[[ TEXT BLOCK open ]]

W.D. Snodgrass, 83, a Pulitzer Prize-winning poet who had a nearly 40-year teaching career, died Tuesday in Syracuse, N.Y., of lung cancer.
Snodgrass won the Pulitzer Prize for poetry in 1960 for his first book, “Heart’s Needle,” which grew from the heartbreak of losing custody of his daughter in a bitter divorce.
Although widely credited as a founding member of the “confessional” school of poetry, Snodgrass himself dismissed the label.
He wrote more than 30 books of poetry and translations.
Sarah Booth Conroy, 81, who chronicled the homes, history and changing personalities of the Washington elite as a Washington Post reporter, editor and columnist for more than three decades, died Monday at a nursing facility in Potomac, Md. She had Alzheimer’s disease.
Conroy, who wrote more than 2,800 articles for the Post, was known for her adept reporting on the city’s diplomatic circuit and for her long- running “Chronicles” column about the city’s history.
Pedro “Cuban Pete” Aguilar, 81, one of the leading mambo dancers of the 1950s, died Tuesday in Miami, said Barbara Craddock, his longtime dance partner.
Craddock described his cause of death as heart failure but said it could be related to Aguilar’s diabetes.
Aguilar was born in Puerto Rico in 1927 and grew up in New York City, where he picked up the nickname “Cuban Pete” in 1949 at the Palladium Ballroom. The nickname referenced a Desi Arnaz song.

[[ TEXT BLOCK closed ]]
[[ EXERCISE DATA open ]]

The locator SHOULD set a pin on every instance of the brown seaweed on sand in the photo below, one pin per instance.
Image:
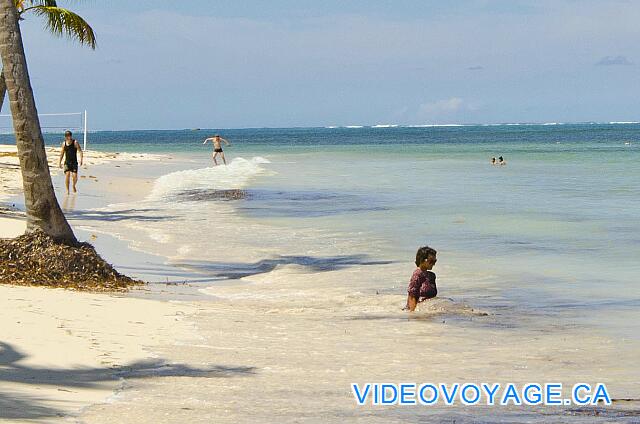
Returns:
(35, 259)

[[ EXERCISE DATA closed ]]

AIM OF THE EXERCISE
Reproduce the obituary notices from "Conroy, who wrote" up to and including "the city’s history.".

ANSWER TO THIS EXERCISE
Conroy, who wrote more than 2,800 articles for the Post, was known for her adept reporting on the city’s diplomatic circuit and for her long- running “Chronicles” column about the city’s history.